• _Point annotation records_
◇ ◇ ◇ ◇ ◇ ◇ ◇

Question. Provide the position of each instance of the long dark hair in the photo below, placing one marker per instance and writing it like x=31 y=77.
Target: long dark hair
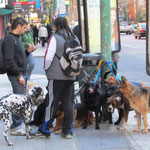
x=62 y=24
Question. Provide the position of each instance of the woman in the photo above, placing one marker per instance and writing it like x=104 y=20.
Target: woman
x=62 y=85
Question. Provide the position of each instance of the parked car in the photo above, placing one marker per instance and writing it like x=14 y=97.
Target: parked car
x=140 y=30
x=125 y=28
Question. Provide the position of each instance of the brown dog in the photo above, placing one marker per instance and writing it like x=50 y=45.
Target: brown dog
x=118 y=101
x=139 y=99
x=112 y=80
x=78 y=118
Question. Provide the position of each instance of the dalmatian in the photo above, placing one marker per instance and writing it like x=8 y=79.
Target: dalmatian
x=23 y=106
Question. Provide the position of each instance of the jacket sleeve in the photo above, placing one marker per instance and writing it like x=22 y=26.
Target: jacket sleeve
x=24 y=41
x=8 y=49
x=50 y=53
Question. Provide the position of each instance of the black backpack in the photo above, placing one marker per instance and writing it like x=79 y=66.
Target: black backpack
x=2 y=64
x=2 y=59
x=71 y=61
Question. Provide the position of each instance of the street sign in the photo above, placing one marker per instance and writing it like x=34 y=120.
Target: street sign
x=25 y=6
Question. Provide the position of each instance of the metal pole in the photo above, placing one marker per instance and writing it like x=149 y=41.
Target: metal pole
x=127 y=11
x=105 y=35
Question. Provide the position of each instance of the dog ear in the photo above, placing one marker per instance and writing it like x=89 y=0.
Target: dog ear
x=123 y=80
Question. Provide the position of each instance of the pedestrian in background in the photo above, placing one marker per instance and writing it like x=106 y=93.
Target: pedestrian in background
x=27 y=39
x=16 y=63
x=61 y=86
x=43 y=34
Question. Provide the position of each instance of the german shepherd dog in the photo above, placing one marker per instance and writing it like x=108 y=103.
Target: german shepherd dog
x=112 y=80
x=139 y=99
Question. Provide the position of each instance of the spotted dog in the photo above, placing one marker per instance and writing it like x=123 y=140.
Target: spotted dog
x=21 y=105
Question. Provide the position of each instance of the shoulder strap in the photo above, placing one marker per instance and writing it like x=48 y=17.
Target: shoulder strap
x=9 y=35
x=62 y=35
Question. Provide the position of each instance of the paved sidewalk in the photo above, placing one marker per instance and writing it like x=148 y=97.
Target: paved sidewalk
x=107 y=138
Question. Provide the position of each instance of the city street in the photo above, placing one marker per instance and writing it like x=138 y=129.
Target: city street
x=132 y=62
x=132 y=65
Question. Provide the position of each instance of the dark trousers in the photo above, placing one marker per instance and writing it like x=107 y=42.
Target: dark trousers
x=63 y=91
x=43 y=41
x=17 y=89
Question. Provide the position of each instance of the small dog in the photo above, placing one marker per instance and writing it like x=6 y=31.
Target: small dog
x=79 y=116
x=118 y=101
x=139 y=99
x=21 y=105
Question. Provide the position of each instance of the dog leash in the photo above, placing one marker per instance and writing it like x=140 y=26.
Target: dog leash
x=108 y=64
x=98 y=70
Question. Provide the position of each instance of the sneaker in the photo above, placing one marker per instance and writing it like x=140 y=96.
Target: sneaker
x=66 y=136
x=38 y=134
x=18 y=132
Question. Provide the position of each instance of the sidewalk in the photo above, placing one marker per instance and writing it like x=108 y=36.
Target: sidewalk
x=107 y=138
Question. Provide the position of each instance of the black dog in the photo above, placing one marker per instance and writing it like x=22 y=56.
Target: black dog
x=93 y=99
x=109 y=91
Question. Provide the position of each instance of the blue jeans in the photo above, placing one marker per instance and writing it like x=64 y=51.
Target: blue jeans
x=30 y=67
x=17 y=89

◇ ◇ ◇ ◇ ◇ ◇ ◇

• _WHAT IS EXPECTED_
Please recast the lines above as a JSON list of strings, one string per line, skipping blank lines. Leave the pictures out of the answer.

• _RESPONSE TO THE EXERCISE_
[
  "Question. Provide the position of each instance of the long dark hair in the photo below, placing one marker per instance and writing it like x=31 y=77.",
  "Target: long dark hair",
  "x=62 y=24",
  "Question. Provide the position of each instance of the woman in the photo above, placing one marker per instance and writing it like x=104 y=20.",
  "Target: woman",
  "x=62 y=85",
  "Question. Provide the position of each instance of the parked car in the photo above, placing one marker per instance and writing it like x=14 y=97.",
  "Target: parked car",
  "x=140 y=30",
  "x=125 y=28",
  "Question. Provide the position of each instance of the brown dog in the photo above, placing one marker per instance and writing it like x=50 y=45.",
  "Target: brown dog",
  "x=118 y=101",
  "x=139 y=99",
  "x=112 y=80",
  "x=78 y=118",
  "Question. Provide the position of each instance of the dalmatian in the photo above, placing one marker per instance and writing it like x=8 y=79.",
  "Target: dalmatian",
  "x=23 y=106",
  "Question. Provide the position of each instance of the jacket sleeve in the photo above, placing one marker per instance and writing it like x=22 y=26.",
  "Target: jacket sleeve",
  "x=24 y=41",
  "x=8 y=49",
  "x=50 y=53",
  "Question. Provide the position of each instance of the black backpack in the photo above, placing one marker per instance and writing it like x=79 y=66.",
  "Target: black backpack",
  "x=2 y=64",
  "x=2 y=59",
  "x=71 y=61",
  "Question. Provide the position of each instance of the street sign in the photo above, placing one marker per instance and writing it like x=34 y=120.",
  "Target: street sign",
  "x=25 y=6",
  "Question. Provide the position of each instance of the metal pole in the photo above, placing one marker per instance and writing it like x=149 y=41.",
  "Target: metal pole",
  "x=127 y=11",
  "x=105 y=35",
  "Question. Provide the position of each instance of the dog ear in the photo above, placing one marker per instance and writing it like x=89 y=0.",
  "Target: dog ear",
  "x=123 y=80",
  "Question. Provide the position of each instance of the pedestrian in background in the photo above, placing one marker per instance and writing it like x=106 y=93.",
  "Target: pedestrian in background",
  "x=27 y=39",
  "x=16 y=63",
  "x=61 y=86",
  "x=43 y=34",
  "Question. Provide the position of each instance of the german shepherd dog in the photo above, placing one marker per instance and writing it like x=108 y=103.",
  "Target: german shepherd dog",
  "x=112 y=80",
  "x=139 y=99",
  "Question. Provide the position of each instance of the spotted dog in the photo above, placing one marker per instance and writing it like x=123 y=140.",
  "Target: spotted dog",
  "x=21 y=105",
  "Question. Provide the position of each instance of the shoulder strap in the photo above, placing one marker per instance and writing it like x=48 y=17.",
  "Target: shoulder strap",
  "x=9 y=35",
  "x=62 y=35",
  "Question. Provide the position of each instance of the paved sidewalk in the photo above, placing one marker per instance and writing it like x=148 y=97.",
  "Target: paved sidewalk",
  "x=107 y=138",
  "Question. Provide the position of each instance of the city street in the photo above, placing one marker per instance and writing it like x=138 y=129.",
  "Target: city street",
  "x=132 y=62",
  "x=132 y=65",
  "Question. Provide the position of each instance of the dark trousers in the photo above, placing one marker per instance and writing it like x=107 y=42.",
  "Target: dark trousers",
  "x=63 y=91",
  "x=43 y=41",
  "x=17 y=89",
  "Question. Provide the position of each instance of the small dog in the photo above, placing one marker per instance and writing it like x=6 y=31.",
  "Target: small dog",
  "x=79 y=116",
  "x=118 y=101",
  "x=139 y=99",
  "x=21 y=105",
  "Question. Provide the position of each instance of the dog leash in the photo above, placing one marker per instance and writing it like x=140 y=26.",
  "Target: dog leash",
  "x=108 y=64",
  "x=98 y=70",
  "Question. Provide the position of each instance of the sneaker in the photo above, placing one marker per instance and writing it like x=140 y=96.",
  "Target: sneaker",
  "x=66 y=136",
  "x=38 y=134",
  "x=18 y=132",
  "Question. Provide the position of each instance of the sidewalk in the photo above, placing one marker per instance and writing it like x=108 y=36.",
  "Target: sidewalk",
  "x=107 y=138",
  "Question. Provide the position of each instance of the black dog in the photo above, placing one marker per instance and writing it like x=22 y=56.",
  "Target: black dog",
  "x=93 y=99",
  "x=109 y=91",
  "Question. Provide the position of each instance of the blue jeans in the photo above, placing one marker per instance and writing it like x=64 y=51.",
  "Target: blue jeans",
  "x=30 y=67",
  "x=17 y=89"
]